# Exercise instructions:
Transcribe each of the records below verbatim, omitting the pictures.
----- Entries provided
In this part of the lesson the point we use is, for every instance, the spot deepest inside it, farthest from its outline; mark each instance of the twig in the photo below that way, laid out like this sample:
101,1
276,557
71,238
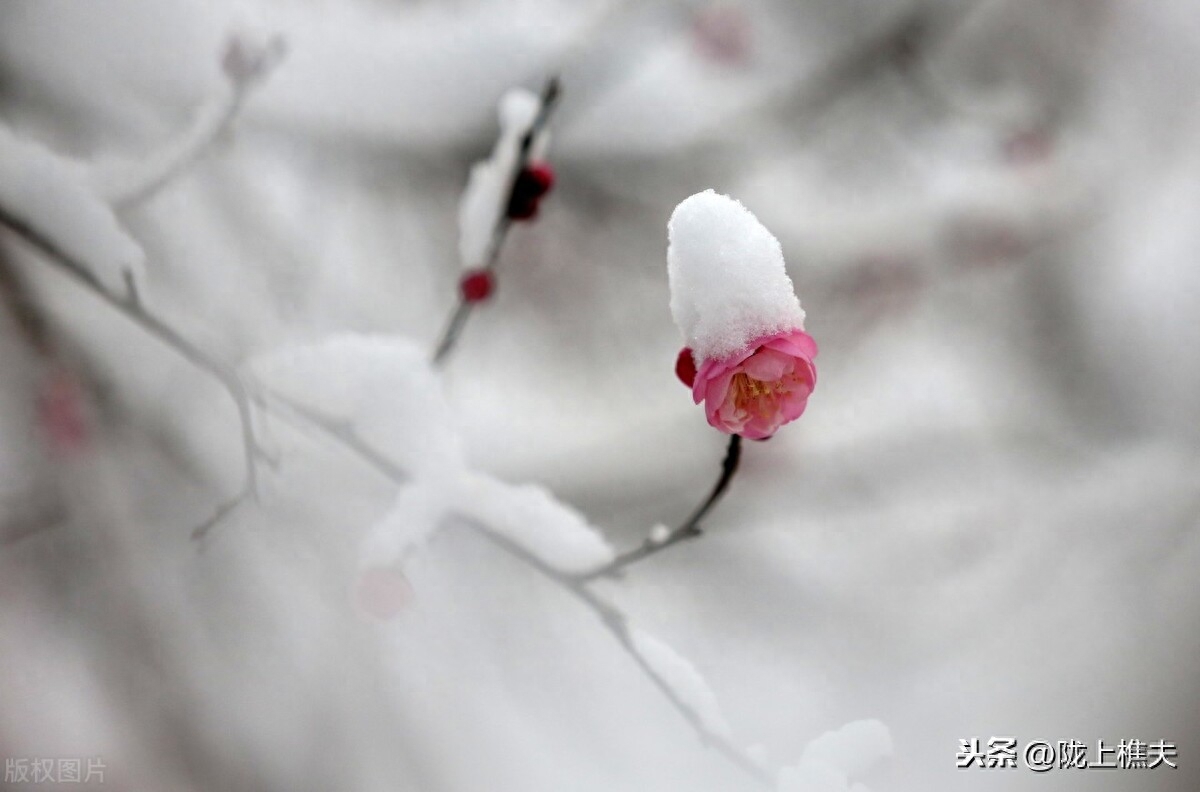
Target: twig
690,527
132,309
550,95
612,618
618,627
246,65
----------
# Complete response:
In this part of the lesson the point we use is, for every instance, the spot deepest inside it, farthest from its outline; mark each instance of the twig in the photo below that way, laid out like this sample:
101,1
276,557
71,238
Target: twig
690,527
132,309
550,95
612,618
618,627
246,65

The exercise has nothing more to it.